Text to read
Integration of Poisson's Equation

[mastrofoffi]

TL;DR Summary

I have a doubt about integration boundaries in Poisson's equation. Specifically, my 'intuition'(which is clearly wrong) would lead me to integrate in opposite order to the exact one.

I have a gaussian charge distribution, in gaussian units
$$
\rho(\mathbf r) = q\frac{\alpha^3}{\pi^{3/2}}\exp( -\alpha^2 r^2 )
$$
and I want to solve Poisson's equation to find the electrostatic potential
$$
\nabla^2 \psi(\mathbf r) = -4\pi\rho(\mathbf r).
$$
Since the charge distribution has spherical symmetry I move to polar coordinates where Poisson's equation reads
$$
\frac{ \text{d}^2 }{ \text{d} r^2} r\psi(r) = -4\pi r \rho(r).

Written request 1
Rewrite the forum post on Poisson's equation from "[mastrofoffi]" to "r) = -4\pi\rho(\mathbf r).", putting "question" in place of "doubt".

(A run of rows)
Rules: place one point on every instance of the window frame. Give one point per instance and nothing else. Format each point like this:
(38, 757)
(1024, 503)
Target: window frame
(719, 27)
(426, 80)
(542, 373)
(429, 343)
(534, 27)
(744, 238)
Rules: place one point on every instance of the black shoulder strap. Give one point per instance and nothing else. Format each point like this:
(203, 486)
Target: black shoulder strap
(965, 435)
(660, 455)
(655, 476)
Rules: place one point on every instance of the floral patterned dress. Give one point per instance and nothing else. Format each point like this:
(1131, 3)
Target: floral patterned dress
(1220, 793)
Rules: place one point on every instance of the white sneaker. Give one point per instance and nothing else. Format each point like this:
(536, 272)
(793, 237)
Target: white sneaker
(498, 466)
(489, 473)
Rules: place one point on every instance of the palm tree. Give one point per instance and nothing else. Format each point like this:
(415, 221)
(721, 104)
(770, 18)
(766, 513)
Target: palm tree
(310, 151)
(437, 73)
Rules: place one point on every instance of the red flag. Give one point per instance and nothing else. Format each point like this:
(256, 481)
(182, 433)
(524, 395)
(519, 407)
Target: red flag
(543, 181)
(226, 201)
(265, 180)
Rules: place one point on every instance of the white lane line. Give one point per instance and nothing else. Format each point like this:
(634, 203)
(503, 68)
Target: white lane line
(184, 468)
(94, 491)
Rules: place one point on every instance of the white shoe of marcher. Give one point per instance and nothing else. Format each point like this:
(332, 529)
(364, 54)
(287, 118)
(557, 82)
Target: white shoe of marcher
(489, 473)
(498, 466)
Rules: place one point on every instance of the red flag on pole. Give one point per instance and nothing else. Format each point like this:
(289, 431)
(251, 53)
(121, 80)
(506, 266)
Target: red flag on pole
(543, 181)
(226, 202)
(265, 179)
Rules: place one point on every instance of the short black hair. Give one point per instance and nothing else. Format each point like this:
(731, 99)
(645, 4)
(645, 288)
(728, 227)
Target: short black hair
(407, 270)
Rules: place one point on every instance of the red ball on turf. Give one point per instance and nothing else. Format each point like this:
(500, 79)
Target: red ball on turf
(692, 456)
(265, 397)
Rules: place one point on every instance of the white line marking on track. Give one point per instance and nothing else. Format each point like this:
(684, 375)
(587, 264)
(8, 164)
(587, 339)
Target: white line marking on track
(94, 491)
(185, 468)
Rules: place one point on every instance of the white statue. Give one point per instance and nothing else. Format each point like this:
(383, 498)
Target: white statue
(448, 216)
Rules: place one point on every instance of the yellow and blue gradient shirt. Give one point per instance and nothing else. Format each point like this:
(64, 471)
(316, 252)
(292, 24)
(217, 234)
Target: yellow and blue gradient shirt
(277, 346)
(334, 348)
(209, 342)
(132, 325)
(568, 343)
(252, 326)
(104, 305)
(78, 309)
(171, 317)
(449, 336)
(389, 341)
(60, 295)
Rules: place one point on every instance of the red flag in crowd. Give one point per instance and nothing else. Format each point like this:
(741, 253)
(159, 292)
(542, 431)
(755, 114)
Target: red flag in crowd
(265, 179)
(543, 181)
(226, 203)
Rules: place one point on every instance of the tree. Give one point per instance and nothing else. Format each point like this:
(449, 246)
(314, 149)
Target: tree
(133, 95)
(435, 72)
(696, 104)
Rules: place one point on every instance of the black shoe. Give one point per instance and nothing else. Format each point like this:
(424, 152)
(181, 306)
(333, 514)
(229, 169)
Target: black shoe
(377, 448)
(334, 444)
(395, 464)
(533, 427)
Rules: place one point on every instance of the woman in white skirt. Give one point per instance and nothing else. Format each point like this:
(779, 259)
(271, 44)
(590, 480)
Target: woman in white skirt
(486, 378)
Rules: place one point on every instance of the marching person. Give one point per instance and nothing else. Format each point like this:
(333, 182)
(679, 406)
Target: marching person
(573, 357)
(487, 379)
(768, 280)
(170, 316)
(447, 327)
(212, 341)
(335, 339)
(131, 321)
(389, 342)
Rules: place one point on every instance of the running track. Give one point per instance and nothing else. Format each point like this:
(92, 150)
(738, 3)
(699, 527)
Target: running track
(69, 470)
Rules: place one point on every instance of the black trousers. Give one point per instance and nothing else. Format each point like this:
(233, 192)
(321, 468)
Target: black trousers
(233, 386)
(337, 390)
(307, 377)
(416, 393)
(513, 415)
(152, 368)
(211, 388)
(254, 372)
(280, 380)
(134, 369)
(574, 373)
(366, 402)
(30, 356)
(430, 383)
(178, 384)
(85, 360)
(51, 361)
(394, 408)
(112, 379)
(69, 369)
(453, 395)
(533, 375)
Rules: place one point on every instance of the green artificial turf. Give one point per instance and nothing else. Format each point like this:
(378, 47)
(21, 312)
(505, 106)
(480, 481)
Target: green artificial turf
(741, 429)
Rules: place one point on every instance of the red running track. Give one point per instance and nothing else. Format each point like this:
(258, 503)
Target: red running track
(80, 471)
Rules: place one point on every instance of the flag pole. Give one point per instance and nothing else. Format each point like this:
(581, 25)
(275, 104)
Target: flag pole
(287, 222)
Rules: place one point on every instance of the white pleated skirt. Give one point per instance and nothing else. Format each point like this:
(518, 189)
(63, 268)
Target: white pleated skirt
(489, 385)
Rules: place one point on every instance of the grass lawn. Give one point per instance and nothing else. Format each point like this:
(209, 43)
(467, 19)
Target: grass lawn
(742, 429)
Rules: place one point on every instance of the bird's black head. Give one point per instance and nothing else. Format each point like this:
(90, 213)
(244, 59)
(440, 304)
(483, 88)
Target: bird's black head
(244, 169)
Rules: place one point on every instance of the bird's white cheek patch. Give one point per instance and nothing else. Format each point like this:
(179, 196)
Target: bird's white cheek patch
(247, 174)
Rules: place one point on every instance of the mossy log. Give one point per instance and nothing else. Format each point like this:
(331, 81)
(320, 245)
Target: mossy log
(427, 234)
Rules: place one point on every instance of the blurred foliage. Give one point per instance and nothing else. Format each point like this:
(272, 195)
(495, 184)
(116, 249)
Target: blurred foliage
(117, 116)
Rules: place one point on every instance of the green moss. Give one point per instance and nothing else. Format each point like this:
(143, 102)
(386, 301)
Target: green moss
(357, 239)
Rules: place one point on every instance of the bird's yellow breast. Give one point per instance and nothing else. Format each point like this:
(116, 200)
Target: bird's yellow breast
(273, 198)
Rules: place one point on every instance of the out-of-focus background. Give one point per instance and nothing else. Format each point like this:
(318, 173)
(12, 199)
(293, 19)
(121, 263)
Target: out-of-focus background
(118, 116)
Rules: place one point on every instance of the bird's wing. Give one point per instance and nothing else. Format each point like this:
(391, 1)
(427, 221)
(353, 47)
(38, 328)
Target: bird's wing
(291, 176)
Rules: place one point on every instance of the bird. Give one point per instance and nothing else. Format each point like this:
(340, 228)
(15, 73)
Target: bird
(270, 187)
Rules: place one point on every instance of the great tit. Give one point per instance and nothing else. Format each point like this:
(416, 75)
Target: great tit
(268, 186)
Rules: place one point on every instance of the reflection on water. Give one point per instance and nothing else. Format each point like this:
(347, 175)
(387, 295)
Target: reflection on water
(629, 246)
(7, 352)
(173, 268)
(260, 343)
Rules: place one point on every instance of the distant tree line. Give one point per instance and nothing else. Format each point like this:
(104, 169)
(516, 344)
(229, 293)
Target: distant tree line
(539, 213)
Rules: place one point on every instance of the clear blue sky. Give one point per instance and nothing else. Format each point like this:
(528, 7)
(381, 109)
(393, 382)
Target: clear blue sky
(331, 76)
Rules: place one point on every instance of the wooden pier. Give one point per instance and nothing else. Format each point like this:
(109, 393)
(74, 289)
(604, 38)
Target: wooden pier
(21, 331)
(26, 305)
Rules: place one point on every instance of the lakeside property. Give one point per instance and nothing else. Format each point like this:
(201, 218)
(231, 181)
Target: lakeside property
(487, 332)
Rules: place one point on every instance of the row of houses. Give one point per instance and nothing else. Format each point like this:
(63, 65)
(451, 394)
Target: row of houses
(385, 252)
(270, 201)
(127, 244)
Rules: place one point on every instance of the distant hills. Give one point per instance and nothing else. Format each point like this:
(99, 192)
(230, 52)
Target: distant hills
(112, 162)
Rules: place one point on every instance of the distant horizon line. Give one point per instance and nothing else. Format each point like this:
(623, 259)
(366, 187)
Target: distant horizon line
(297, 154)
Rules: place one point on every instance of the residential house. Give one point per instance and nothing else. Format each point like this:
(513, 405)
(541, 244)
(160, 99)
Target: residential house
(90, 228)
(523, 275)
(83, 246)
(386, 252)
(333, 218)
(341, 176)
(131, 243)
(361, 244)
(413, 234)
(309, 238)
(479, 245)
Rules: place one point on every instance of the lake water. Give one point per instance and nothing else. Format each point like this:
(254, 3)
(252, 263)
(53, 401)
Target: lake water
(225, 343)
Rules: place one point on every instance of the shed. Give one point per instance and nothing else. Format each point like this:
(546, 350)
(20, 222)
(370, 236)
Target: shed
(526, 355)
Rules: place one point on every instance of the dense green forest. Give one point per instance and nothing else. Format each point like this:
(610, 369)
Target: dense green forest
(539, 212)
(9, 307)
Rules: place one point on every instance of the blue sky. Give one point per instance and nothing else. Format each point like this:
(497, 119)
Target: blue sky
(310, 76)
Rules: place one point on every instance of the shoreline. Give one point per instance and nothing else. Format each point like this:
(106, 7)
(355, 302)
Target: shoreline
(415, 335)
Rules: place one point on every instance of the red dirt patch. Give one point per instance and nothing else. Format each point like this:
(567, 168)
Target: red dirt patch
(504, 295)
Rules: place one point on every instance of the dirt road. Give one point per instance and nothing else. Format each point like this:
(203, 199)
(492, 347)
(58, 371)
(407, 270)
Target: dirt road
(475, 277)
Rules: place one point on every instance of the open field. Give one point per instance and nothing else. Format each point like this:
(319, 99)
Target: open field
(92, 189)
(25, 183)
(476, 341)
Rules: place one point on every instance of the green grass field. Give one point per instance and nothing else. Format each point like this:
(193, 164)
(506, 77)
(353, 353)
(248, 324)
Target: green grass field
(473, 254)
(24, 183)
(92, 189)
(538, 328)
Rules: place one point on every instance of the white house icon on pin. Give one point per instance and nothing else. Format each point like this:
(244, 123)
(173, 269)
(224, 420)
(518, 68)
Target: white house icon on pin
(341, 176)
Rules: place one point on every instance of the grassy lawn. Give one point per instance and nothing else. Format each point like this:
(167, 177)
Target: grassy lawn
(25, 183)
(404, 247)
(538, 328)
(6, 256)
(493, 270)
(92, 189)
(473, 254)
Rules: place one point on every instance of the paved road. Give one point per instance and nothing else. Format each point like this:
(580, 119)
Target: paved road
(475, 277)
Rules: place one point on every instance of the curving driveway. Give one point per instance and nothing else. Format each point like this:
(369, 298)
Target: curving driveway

Written request 2
Copy out each line of the rows that contains the string "shoe".

Written response 1
[mastrofoffi]

TL;DR Summary

I have a question about integration boundaries in Poisson's equation. Specifically, my 'intuition'(which is clearly wrong) would lead me to integrate in opposite order to the exact one.

I have a gaussian charge distribution, in gaussian units
$$
\rho(\mathbf r) = q\frac{\alpha^3}{\pi^{3/2}}\exp( -\alpha^2 r^2 )
$$
and I want to solve Poisson's equation to find the electrostatic potential
$$
\nabla^2 \psi(\mathbf r) = -4\pi\rho(\mathbf r).

Written response 2
Rules: place one point on every instance of the white shoe of marcher. Give one point per instance and nothing else. Format each point like this:
Target: white shoe of marcher
Rules: place one point on every instance of the black shoe. Give one point per instance and nothing else. Format each point like this:
Target: black shoe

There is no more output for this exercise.